### What this task involves
Copy the listing from the line with "point: blue sign" through the line with "column 1005, row 723", switching "grassy slope" to "grassy hill" and leaving everything else unchanged.

(Excerpt from a dataset)
+ + +
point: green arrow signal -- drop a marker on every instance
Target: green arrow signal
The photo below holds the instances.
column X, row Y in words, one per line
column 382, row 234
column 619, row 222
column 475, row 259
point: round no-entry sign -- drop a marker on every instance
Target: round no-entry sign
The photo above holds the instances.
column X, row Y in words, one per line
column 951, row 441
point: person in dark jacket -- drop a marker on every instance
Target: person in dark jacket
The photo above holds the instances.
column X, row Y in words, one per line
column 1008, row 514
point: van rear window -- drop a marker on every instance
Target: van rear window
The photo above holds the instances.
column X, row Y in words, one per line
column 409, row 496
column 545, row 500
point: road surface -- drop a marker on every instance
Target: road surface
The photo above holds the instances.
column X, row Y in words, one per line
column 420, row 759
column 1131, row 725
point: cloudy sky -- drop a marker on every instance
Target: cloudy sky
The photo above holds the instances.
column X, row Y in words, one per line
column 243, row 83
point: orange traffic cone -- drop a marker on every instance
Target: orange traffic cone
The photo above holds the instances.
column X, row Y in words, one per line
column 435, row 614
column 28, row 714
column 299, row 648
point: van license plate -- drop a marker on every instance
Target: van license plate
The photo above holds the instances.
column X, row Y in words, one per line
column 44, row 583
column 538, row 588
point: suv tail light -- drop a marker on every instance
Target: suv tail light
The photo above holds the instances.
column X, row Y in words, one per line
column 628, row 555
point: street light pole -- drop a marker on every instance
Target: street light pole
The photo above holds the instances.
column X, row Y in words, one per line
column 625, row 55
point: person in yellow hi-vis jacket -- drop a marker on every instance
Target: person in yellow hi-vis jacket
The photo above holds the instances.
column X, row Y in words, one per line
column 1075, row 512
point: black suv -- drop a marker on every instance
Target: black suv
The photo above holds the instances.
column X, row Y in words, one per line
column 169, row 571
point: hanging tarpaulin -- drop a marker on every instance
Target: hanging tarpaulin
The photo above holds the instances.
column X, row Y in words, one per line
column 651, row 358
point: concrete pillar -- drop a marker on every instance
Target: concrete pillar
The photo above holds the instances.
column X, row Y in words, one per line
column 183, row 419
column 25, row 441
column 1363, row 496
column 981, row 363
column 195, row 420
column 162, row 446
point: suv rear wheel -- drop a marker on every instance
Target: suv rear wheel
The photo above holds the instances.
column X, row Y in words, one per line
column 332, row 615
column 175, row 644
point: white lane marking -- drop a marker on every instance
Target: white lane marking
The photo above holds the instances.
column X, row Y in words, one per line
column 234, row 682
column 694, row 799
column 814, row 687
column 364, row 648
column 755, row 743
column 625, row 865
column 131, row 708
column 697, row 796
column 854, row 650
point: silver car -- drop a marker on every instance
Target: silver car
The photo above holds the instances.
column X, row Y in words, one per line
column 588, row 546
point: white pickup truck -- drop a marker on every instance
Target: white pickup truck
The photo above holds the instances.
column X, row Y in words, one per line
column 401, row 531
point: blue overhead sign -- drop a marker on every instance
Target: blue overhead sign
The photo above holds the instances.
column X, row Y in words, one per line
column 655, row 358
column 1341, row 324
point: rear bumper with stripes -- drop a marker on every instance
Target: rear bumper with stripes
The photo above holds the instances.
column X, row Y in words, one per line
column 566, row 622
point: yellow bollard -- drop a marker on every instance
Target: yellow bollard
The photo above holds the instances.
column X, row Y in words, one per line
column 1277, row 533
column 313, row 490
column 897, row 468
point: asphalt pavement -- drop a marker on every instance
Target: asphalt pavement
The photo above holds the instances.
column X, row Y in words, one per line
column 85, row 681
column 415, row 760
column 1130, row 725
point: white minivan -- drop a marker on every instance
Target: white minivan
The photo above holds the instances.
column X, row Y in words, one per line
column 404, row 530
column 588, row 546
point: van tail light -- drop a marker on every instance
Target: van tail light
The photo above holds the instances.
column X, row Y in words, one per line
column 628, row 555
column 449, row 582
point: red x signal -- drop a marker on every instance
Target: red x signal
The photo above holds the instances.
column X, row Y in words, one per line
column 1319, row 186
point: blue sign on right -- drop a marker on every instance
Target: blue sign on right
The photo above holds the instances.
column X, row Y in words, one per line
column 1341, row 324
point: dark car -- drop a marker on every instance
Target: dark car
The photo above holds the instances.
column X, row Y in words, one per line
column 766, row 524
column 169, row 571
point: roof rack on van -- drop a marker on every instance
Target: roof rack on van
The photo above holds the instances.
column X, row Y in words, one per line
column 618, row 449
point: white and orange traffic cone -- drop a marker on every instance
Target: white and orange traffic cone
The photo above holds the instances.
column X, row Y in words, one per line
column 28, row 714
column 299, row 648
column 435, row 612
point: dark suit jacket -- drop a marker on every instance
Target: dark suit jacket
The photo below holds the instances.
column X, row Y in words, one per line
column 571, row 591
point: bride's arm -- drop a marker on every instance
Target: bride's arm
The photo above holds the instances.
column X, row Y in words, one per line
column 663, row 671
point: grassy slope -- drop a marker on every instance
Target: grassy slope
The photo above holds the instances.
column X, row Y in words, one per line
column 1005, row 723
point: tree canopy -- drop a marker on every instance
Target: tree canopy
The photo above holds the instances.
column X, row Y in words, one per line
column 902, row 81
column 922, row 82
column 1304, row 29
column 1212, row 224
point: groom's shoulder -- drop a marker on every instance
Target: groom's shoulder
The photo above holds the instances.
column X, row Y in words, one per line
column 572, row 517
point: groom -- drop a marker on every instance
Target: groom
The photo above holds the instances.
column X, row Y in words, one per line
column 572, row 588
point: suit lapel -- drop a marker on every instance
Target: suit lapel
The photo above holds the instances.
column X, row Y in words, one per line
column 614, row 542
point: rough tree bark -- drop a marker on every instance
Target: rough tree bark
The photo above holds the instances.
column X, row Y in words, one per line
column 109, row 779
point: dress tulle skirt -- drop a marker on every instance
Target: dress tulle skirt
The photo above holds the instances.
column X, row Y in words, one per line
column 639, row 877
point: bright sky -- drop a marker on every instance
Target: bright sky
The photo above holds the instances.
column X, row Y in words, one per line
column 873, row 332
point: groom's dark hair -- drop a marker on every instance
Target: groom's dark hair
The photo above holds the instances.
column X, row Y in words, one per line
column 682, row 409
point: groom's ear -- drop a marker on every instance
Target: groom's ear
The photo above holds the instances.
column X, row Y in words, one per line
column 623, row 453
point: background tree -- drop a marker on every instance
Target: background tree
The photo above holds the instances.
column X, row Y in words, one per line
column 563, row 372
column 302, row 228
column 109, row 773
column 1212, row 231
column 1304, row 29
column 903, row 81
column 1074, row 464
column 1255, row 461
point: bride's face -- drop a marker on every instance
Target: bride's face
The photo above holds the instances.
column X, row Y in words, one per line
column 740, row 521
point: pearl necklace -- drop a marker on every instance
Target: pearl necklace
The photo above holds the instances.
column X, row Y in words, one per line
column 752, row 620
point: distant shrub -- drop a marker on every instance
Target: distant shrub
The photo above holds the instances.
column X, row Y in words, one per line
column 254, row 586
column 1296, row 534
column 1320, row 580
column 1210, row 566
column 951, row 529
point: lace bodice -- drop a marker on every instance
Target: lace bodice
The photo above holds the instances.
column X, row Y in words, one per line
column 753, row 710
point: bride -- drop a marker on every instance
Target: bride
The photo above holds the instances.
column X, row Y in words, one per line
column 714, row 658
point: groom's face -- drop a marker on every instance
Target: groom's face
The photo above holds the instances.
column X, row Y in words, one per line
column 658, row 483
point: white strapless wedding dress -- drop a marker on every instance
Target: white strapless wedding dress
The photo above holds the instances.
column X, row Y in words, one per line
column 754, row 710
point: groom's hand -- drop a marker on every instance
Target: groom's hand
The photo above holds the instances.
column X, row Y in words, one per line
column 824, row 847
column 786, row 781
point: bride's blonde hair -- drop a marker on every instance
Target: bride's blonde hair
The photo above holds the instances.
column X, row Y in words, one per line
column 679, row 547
+ + +
### Result
point: blue sign on right -- drop a marker on every instance
Target: blue sign on right
The photo above holds the instances.
column X, row Y in words, one per line
column 1341, row 324
point: dark car -- drop a marker on every instance
Target: dark car
The photo above holds the instances.
column X, row Y in words, one per line
column 766, row 524
column 169, row 571
point: roof rack on van -- drop a marker on every instance
Target: roof rack on van
The photo above holds the instances.
column X, row Y in words, one per line
column 618, row 449
point: white and orange traffic cone -- drop a marker on every instance
Target: white and orange traffic cone
The photo above holds the instances.
column X, row Y in words, one per line
column 28, row 714
column 299, row 648
column 435, row 612
point: dark suit jacket -- drop a marker on every instance
Target: dark suit jacket
The photo below holds the instances.
column X, row Y in words, one per line
column 571, row 591
point: bride's arm -- drop a marker on every instance
Target: bride's arm
The photo above holds the instances.
column X, row Y in words, one per line
column 663, row 671
point: grassy hill -- drop a marker on every instance
Target: grassy hill
The photo above holds the instances.
column X, row Y in words, one per line
column 1005, row 723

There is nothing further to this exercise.